### Text:
Here a solution using as_strided

import numpy as np
a0=np.arange(2 * 3).reshape((2, 3))

from numpy.lib.stride_tricks import as_strided

def periodic_view(array, shape, offset):
    ox,oy = offset
    stx,sty = array.strides    
    shx,shy = array.shape   
    nshx,nshy = shape
    nx = (nshx+ox-1)//shx +1 #enough room, with offset<shape.
    ny = (nshy+oy-1)//shy +1
    big_view=as_strided(a0,(nx,shx,ny,shy),(0,stx,0,sty)).reshape(nx*shx,ny*shy)
    return big_view[ox:,oy:][:nshx,:nshy]

Try :

a=periodic_view(arr,(4,5),(1,1))

a
Out[211]: 
array([[4, 5, 3, 4, 5],
       [1, 2, 0, 1, 2],
       [4, 5, 3, 4, 5],
       [1, 2, 0, 1, 2]])

a.flags
Out[212]: 
  C_CONTIGUOUS : False
  F_CONTIGUOUS : False
  OWNDATA : False
  WRITEABLE : True
  ALIGNED : True
  WRITEBACKIFCOPY : False
  UPDATEIFCOPY : False

But it's not a view, you don't write on original array if you modify the result.

Answer 3

Getting the final desired output as a view of the input is not possible. We can improve though by making a replicated copy along both axes and then slicing. The offset input is to be positive values. The solution would look something along these lines -

def periodic_view_repeat_slicing(arr, out_shp, offset):
    M,N = out_shp
    m,n = arr.shape
    o = (m-offset[0])%m,(n-offset[1])%n

    fwd_offset = (M+m-1)//m,(N+n-1)//n
    reverse_offset = (offset[0]+m-1)//m, (offset[1]+n-1)//n
    p,q = fwd_offset[0]+reverse_offset[0], fwd_offset[1]+reverse_offset[1]

    arrE = np.tile(arr,(p,q))
    out = arrE[o[0]:o[0]+M,o[1]:o[1]+N]
    return out

### Supplied material:

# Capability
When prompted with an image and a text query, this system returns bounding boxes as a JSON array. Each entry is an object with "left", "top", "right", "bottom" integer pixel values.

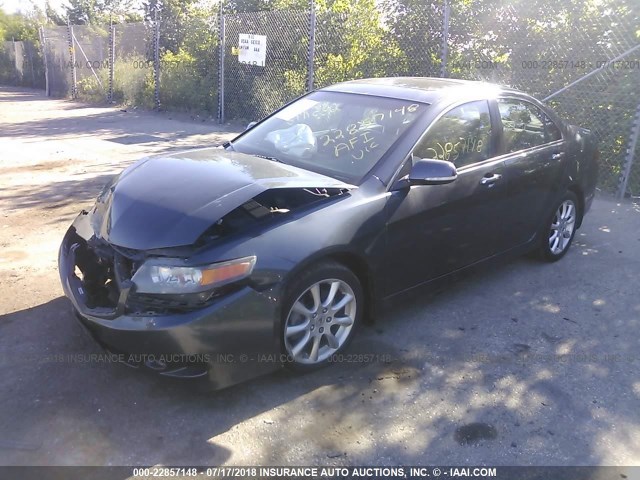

### Exercise tasks:
1. Answer from the periodic-view text, each on its own line:
(a) Which function is imported from numpy.lib.stride_tricks?
(b) What value does OWNDATA show in the flags output?
(c) Which numpy function does periodic_view_repeat_slicing call to build the replicated array?
2. Extract the passage of the periodic-view text from "ny = (nshy+oy-1)//shy" to "a=periodic_view(arr,(4,5),(1,1))".
The lines shown with the periodic-view text come from a separate source.

### Complete answers:
1.
(a) as_strided
(b) False
(c) np.tile

2.
ny = (nshy+oy-1)//shy +1
    big_view=as_strided(a0,(nx,shx,ny,shy),(0,stx,0,sty)).reshape(nx*shx,ny*shy)
    return big_view[ox:,oy:][:nshx,:nshy]

Try :

a=periodic_view(arr,(4,5),(1,1))